* _Selected extract_:

____________

When the explorer Marco Polo traveled to what’s now the Iranian side of the Strait of Hormuz in 13th century Persia, he marveled at the trade-rich waterway but warned about the region’s tricky politics. Today, Trump is getting a lesson in both. 

Trump’s joint campaign with Israel to bring Tehran’s rulers to heel, now in its 13th day, didn’t just inject new turbulence into the Middle East. It also threatens to erode one of the central arguments the former real estate developer made as he sought a second presidential term: that he is uniquely qualified to steer the U.S. economy. 

The Thailand-flagged cargo ship Mayuree Naree engulfed in black smoke in the Strait of Hormuz, March 11, 2026. ROYAL THAI NAVY/Handout via REUTERS

Iran’s defiant response to the bombing campaign has included laying mines and targeting oil ships that transit the maritime chokepoint. One by one, the economic accomplishments Trump ticks off in his speeches are growing more out of date. 

Stocks have given up the record highs Trump still brags about, and the once-low gasoline prices featured in his State of the Union address two weeks ago are now 22% higher month-over-month, according to AAA, an automotive club. 

Even the most ardent supporters of Trump’s Iran strikes must now reckon with a stark reality, at least in the short term: the war has made Americans poorer. For a president clinging to a narrow House of Representatives majority up for grabs in a general election in eight months, that’s a problem. 

“Wait ‘til you see the numbers by the end of the year,” Trump said of the jobs market, speaking to Kentucky and Ohio voters on Wednesday. “We did an excursion – do you know what an excursion is, we had to take a little trip – to get rid of some evil, very evil people.” He also predicted that oil prices would be coming down soon, perhaps to settle at even lower long-term levels because of the military operations in Iran.

____________

Reproduce the article on the Iran war and the U.S. economy in full, word for word. These lines were taken from a separate source.

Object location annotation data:
____________

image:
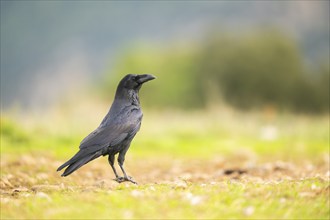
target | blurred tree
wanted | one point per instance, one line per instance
(247, 71)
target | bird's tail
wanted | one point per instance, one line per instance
(78, 160)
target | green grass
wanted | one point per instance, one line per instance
(178, 159)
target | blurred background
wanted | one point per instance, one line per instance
(244, 54)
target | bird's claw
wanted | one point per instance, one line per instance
(121, 179)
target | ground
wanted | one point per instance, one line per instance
(202, 165)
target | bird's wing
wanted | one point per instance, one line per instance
(109, 135)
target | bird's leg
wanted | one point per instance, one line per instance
(111, 160)
(121, 159)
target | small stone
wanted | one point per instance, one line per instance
(43, 196)
(248, 211)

____________

* _Answer for this exercise_:
When the explorer Marco Polo traveled to what’s now the Iranian side of the Strait of Hormuz in 13th century Persia, he marveled at the trade-rich waterway but warned about the region’s tricky politics. Today, Trump is getting a lesson in both. 

Trump’s joint campaign with Israel to bring Tehran’s rulers to heel, now in its 13th day, didn’t just inject new turbulence into the Middle East. It also threatens to erode one of the central arguments the former real estate developer made as he sought a second presidential term: that he is uniquely qualified to steer the U.S. economy. 

The Thailand-flagged cargo ship Mayuree Naree engulfed in black smoke in the Strait of Hormuz, March 11, 2026. ROYAL THAI NAVY/Handout via REUTERS

Iran’s defiant response to the bombing campaign has included laying mines and targeting oil ships that transit the maritime chokepoint. One by one, the economic accomplishments Trump ticks off in his speeches are growing more out of date. 

Stocks have given up the record highs Trump still brags about, and the once-low gasoline prices featured in his State of the Union address two weeks ago are now 22% higher month-over-month, according to AAA, an automotive club. 

Even the most ardent supporters of Trump’s Iran strikes must now reckon with a stark reality, at least in the short term: the war has made Americans poorer. For a president clinging to a narrow House of Representatives majority up for grabs in a general election in eight months, that’s a problem. 

“Wait ‘til you see the numbers by the end of the year,” Trump said of the jobs market, speaking to Kentucky and Ohio voters on Wednesday. “We did an excursion – do you know what an excursion is, we had to take a little trip – to get rid of some evil, very evil people.” He also predicted that oil prices would be coming down soon, perhaps to settle at even lower long-term levels because of the military operations in Iran.